[Rows from an object pointing dataset]
•••
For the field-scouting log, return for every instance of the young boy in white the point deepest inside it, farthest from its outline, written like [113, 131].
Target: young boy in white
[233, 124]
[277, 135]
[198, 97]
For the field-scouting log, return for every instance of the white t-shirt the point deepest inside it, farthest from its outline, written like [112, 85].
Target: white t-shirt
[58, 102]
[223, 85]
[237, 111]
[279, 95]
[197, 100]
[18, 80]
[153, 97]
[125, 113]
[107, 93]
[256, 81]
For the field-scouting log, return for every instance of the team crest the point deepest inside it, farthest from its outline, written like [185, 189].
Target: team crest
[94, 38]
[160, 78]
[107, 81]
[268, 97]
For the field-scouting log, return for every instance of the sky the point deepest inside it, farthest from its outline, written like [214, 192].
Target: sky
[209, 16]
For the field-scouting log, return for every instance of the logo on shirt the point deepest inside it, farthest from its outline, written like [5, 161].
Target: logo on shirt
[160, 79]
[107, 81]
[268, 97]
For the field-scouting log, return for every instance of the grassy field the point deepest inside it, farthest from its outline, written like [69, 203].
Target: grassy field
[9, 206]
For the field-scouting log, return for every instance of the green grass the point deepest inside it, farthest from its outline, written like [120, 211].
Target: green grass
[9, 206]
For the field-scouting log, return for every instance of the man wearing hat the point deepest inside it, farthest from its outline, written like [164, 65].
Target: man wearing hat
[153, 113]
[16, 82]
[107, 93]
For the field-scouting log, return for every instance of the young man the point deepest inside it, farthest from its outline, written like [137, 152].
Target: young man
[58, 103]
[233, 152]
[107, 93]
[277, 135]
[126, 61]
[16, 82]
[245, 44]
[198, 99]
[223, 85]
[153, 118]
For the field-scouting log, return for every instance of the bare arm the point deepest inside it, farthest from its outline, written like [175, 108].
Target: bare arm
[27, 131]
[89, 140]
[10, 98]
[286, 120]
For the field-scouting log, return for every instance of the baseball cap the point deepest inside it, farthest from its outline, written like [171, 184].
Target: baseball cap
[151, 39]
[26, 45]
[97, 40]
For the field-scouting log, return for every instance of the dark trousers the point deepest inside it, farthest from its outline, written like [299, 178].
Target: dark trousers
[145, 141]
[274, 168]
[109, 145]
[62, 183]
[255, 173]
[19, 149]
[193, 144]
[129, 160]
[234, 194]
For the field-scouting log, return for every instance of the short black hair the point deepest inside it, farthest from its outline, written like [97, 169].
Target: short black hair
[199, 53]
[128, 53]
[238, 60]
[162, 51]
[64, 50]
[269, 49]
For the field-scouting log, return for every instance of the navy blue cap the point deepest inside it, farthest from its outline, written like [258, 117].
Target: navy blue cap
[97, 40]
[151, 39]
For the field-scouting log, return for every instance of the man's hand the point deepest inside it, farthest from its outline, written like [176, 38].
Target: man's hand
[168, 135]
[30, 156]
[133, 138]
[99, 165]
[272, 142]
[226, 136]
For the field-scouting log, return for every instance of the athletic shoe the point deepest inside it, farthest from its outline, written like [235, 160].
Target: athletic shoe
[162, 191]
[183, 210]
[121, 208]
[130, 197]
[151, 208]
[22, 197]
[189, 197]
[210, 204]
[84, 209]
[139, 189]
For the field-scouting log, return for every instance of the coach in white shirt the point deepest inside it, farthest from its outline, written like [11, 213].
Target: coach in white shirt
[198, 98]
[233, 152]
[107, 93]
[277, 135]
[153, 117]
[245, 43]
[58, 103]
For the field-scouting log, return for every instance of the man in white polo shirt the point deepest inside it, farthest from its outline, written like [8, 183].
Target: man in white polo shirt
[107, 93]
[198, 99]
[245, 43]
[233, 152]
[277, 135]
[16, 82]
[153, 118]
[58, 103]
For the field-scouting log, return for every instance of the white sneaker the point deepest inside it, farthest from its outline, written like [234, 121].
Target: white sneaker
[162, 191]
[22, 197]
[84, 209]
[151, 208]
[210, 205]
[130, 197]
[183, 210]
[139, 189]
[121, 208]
•••
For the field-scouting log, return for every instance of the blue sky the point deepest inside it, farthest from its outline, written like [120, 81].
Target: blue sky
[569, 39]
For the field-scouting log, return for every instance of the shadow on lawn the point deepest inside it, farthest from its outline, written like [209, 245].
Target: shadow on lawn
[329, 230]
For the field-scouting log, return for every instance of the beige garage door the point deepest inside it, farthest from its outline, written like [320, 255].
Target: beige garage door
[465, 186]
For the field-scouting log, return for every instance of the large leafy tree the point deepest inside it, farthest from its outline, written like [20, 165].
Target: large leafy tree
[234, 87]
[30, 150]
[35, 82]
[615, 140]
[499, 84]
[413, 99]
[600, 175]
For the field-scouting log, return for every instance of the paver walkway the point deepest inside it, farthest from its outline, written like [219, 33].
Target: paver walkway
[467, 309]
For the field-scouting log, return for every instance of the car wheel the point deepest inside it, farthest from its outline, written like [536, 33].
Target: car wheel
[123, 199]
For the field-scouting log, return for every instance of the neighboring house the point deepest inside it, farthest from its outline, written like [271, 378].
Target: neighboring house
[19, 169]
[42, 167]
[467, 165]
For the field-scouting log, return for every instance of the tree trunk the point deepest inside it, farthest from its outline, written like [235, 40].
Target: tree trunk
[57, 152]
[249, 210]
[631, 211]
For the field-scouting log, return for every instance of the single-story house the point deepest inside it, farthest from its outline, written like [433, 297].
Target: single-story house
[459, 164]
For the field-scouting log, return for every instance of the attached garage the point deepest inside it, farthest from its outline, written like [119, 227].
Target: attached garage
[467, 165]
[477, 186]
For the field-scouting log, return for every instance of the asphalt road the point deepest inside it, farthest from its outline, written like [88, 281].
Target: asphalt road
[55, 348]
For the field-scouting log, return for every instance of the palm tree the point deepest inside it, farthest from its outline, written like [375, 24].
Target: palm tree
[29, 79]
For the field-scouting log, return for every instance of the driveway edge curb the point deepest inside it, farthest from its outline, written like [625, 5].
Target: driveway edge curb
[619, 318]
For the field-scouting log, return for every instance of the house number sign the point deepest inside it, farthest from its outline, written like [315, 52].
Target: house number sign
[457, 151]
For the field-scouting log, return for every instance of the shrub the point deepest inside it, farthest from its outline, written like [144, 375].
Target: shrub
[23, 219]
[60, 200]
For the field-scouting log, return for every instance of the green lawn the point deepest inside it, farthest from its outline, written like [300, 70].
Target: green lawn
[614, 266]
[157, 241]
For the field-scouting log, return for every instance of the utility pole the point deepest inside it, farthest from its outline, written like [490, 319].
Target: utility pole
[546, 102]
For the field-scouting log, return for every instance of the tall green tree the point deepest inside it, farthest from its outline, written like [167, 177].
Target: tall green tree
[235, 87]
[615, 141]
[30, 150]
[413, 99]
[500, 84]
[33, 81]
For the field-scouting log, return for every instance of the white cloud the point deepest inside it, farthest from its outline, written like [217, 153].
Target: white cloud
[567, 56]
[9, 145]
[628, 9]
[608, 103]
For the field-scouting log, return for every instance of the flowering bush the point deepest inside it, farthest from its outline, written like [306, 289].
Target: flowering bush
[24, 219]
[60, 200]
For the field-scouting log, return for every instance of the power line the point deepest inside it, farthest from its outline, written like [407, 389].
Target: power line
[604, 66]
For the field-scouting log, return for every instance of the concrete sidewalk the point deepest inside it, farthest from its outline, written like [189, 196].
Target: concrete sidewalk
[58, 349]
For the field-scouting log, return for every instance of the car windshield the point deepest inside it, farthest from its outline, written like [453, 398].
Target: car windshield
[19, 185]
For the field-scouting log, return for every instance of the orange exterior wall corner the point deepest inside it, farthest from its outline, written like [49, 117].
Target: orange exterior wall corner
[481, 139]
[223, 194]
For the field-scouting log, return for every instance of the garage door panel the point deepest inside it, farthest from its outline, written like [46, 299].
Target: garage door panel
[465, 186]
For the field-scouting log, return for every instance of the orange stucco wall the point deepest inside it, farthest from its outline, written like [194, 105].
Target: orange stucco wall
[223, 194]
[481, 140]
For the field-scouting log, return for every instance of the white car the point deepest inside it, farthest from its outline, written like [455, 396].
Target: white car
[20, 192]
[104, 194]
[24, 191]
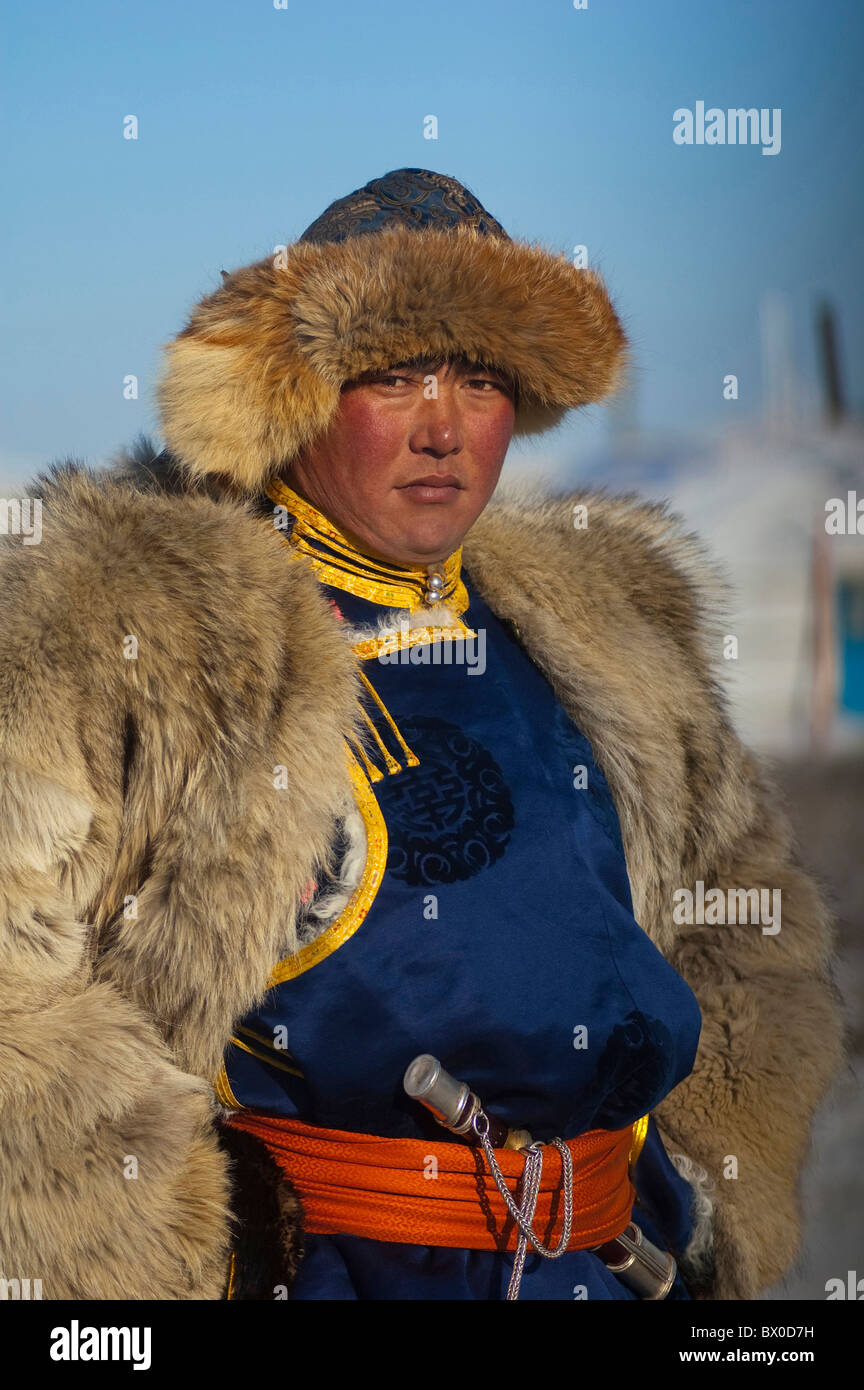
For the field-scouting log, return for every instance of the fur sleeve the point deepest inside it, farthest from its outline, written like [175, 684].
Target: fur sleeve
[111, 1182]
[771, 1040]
•••
Show every line of the records above that contains the string "shoe", treating uppercase and lowercase letters as distinct.

• _Complete response_
For the field-scouting log, return for every instance of the athletic shoe the point deepest inside it, farthest from its outline, written like [235, 160].
Target: athletic shoe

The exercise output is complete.